短い課題
ある公家の経歴を年表でたどる文章を、最後の文の後から書き進めよ。

原文
公家は位階(ランク)が重要となりますので、年表に合わせて一気に見ていきたいと思います。

文化5年(1808年) 誕生

文化13年(1816年) 従五位上、左権少将

文化14年(1817年) 従三位

文政4年(1821年) 正三位

文政6年(1823年) 従二位

文政7年(1824年) 正二位、内大臣

天保5年(1834年) 従一位

弘化4年(1847年) 右大臣

安政4年(1857年) 左大臣

安政5年(1858年) 外交問題が揉めて、九条尚忠に代わって内覧となったものの「安政の大獄」で失脚。内覧、左大臣を辞して落飾(出家)謹慎し、翠山と号する

文久2年(1862年) 日参朝を許され、復飾(還俗)、関白内覧となる

文久3年(1863年) 尊王攘夷派に排斥され、関白を辞する

慶応3年(1867年) 再び参朝停止

明治元年(1868年) 参朝を許される

明治2年(1869年) 麝香間祗候となる

明治6年(1873年) 退隠

明治11年(1878年) 従一位に復叙

明治18年(1885年) 勲一等に叙し、旭日大綬章を賜わる

明治29年(1896年) 四代の天皇に仕えて勲功があり、90才という長寿に達したため、特旨を以て旭日桐花大綬章を授けられる

明治31年(1898年) 没。享年91

91というかなりの長寿でありますが、同時に浮き沈みの激しい貴族人生でもありました。

データセットの項目
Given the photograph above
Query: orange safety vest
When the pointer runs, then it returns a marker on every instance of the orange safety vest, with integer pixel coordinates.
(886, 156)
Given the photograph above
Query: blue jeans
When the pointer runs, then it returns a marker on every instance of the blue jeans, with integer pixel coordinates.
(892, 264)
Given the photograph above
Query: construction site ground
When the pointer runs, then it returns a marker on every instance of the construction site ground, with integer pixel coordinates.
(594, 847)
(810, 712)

演習の出力
 

特に安政4年から明治元年までは、かなりめまぐるしく変わっております。

ただまぁ、これは……彼の世渡り上手な一面を感じさせる部分でありまして、野心がなく、恨みを買いにくい性格であったのでしょう。

公卿というと、おとなしく歌でも詠んでいるイメージがあるかと思いますが、幕末ともなるとそうでもありません。

挙兵に参加したり、戦場へ向かったりする者もいました。

優雅に歌を詠んでいる場合じゃない、今は国のために働くべきだと考える、そんな熱い公卿も多かったわけです。

そんな活動の最中に失脚してしまうのはよくあることです。運が悪いと、暗殺されてしまうことすらありえました。

それを生き抜いた忠煕。

彼が歴史上で最も影響を与えたのが【戊午の密勅(ぼごのみっちょく)】です。

 


「戊午の密勅」に関わる

戊午の密勅とは何なのか?

安政5年(1858年)、幕政を批判し、その改革を水戸藩に命じたヒミツの命令のことです。

内容は以下の3点に要約されます。

・勅許なく「日米修好通商条約(安政五カ国条約)」に調印したことは許しがたい。説明を求める

御三家および諸藩は、幕府に協力して公武合体の実をなすこと。幕府は攘夷推進および幕政改革を遂行すべし

・上記2つの内容を諸藩に伝達するように、という副書

こういう内容の勅諚(勅命)を、本来は必要となる関白・九条尚忠の裁可を飛ばして、下賜してしまったのです。

必要な手続きを経ていないからヒミツの命令である「密勅」と呼ばれ、青蓮院宮(中川宮朝彦親王)、三条実万と並んで、近衛忠煕が関与していました。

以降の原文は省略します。